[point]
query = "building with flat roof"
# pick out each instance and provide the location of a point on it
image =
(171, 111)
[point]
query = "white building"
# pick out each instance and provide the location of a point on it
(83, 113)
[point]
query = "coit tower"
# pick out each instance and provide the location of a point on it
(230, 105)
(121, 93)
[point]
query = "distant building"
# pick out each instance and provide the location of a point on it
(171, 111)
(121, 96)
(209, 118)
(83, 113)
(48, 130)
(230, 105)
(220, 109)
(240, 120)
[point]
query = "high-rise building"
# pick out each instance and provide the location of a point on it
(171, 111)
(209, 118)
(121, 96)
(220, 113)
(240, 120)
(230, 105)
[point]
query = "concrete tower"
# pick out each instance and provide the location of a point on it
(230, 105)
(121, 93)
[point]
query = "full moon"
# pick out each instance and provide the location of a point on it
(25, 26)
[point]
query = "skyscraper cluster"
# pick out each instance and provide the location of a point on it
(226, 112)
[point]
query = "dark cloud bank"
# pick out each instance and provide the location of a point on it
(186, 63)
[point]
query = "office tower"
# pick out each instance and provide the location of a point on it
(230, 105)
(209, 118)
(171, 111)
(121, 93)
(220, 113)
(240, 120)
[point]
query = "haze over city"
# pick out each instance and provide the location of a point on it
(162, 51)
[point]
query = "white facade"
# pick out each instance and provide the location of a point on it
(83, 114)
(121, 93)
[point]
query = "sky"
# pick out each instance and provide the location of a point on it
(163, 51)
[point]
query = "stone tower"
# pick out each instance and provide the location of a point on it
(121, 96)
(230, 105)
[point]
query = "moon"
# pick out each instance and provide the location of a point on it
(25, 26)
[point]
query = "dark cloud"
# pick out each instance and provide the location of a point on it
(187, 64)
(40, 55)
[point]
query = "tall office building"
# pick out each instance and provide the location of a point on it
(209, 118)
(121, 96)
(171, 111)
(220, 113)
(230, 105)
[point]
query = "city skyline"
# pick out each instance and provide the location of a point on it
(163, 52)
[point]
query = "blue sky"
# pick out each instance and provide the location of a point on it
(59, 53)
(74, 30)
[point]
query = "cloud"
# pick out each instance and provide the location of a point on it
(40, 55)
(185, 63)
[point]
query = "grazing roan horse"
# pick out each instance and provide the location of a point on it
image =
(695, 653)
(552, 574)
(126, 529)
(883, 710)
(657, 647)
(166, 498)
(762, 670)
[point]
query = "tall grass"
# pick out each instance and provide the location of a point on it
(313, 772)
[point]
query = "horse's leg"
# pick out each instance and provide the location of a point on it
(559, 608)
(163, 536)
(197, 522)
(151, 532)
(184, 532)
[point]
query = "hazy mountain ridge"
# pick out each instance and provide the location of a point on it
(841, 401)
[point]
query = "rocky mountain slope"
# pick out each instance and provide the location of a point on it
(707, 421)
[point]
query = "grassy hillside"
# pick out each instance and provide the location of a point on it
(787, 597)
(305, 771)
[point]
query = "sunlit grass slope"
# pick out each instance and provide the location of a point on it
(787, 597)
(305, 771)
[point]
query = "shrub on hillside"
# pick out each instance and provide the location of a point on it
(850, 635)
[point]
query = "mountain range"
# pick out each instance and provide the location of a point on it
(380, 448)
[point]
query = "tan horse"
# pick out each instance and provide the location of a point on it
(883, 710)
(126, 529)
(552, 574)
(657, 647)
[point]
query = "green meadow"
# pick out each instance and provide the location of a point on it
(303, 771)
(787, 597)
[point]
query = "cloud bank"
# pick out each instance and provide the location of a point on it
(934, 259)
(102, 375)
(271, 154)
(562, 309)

**Exercise instructions**
Print the material above once more, exactly.

**The completed task**
[point]
query = "building with flat roof"
# pick out each instance and provide the location of a point on it
image =
(171, 111)
[point]
query = "white building"
# pick out each instance and provide the location of a point on it
(83, 113)
[point]
query = "coit tower"
# pick out each instance and provide the location of a point on it
(230, 105)
(121, 93)
[point]
query = "distant building"
# pick out each instance and provide the location of a point on it
(171, 111)
(121, 96)
(209, 118)
(83, 113)
(48, 130)
(230, 105)
(220, 109)
(240, 120)
[point]
query = "high-rise building"
# pick out each instance and provide the location of a point on it
(171, 111)
(209, 118)
(121, 96)
(220, 113)
(240, 120)
(230, 105)
[point]
query = "concrete tower"
# pick out each instance and provide the location of a point on it
(230, 105)
(121, 93)
[point]
query = "full moon"
# pick out each instance and provide the location of a point on it
(25, 26)
[point]
query = "skyscraper cluster"
# pick out each instance and provide the location of a point on it
(226, 112)
[point]
query = "dark cloud bank"
# pick out each instance and provide the location of a point on it
(186, 63)
[point]
query = "office tower"
# pick out each instance and provide the location of a point on it
(230, 105)
(209, 118)
(171, 111)
(121, 93)
(220, 113)
(240, 120)
[point]
query = "haze over city"
# pick out each instance and provide the location of a point on it
(162, 51)
[point]
query = "white facade"
# pick out each instance and provide the location of a point on it
(83, 114)
(121, 93)
[point]
query = "sky"
# pick out each instance and provide the location of a point on it
(163, 51)
[point]
query = "stone tower"
# pick out each instance and provide the location of a point on it
(121, 96)
(230, 105)
[point]
query = "moon"
# pick out each instance and provide the location of a point on it
(25, 26)
[point]
query = "dark cloud"
# pick out each instance and provide the location of a point on it
(187, 64)
(40, 55)
[point]
query = "tall office building"
# pick out each instance and provide the location of a point on it
(209, 118)
(121, 96)
(171, 111)
(220, 113)
(230, 105)
[point]
query = "city skyline"
# pick out each instance and provide the location of a point on it
(163, 52)
[point]
query = "blue sky"
# pick out each instance and provide the location of a point on it
(59, 53)
(74, 30)
[point]
query = "cloud"
# pick out each instance and provide the location of a point on it
(40, 55)
(185, 63)
[point]
query = "grazing roan horse"
# pick out each instance and provide the location of a point on it
image =
(695, 653)
(552, 574)
(126, 529)
(883, 710)
(657, 647)
(166, 498)
(762, 670)
[point]
query = "tall grass"
# pick out each instance and provide the location of a point on it
(313, 772)
[point]
query = "horse's leg"
# pick out each instance and provide the location of a point on it
(559, 608)
(163, 536)
(197, 522)
(151, 532)
(184, 532)
[point]
query = "hazy mountain ridge"
# pick out each instance and provide the location of a point on it
(841, 401)
[point]
query = "rocky mountain slope"
# pick out each instance and provide the location of a point on it
(707, 421)
[point]
query = "grassy hillside"
# pick out each instance and provide the location of a point on it
(787, 597)
(305, 771)
[point]
query = "sunlit grass slope"
# pick out each instance and provide the location of a point on it
(787, 597)
(305, 771)
[point]
query = "shrub on hillside"
# pick out each instance and provide the location of a point on it
(850, 635)
[point]
query = "mountain range"
# pick out each instance and provide the location of a point on it
(380, 448)
[point]
query = "tan horse"
# pick out each instance and provide the location of a point on it
(883, 710)
(126, 529)
(552, 574)
(657, 647)
[point]
query = "green meadow"
# pick out each instance and provide the location of a point on it
(303, 771)
(787, 597)
[point]
query = "cloud bank"
# pick out each instance and provide the location of a point on it
(934, 259)
(102, 375)
(271, 154)
(562, 309)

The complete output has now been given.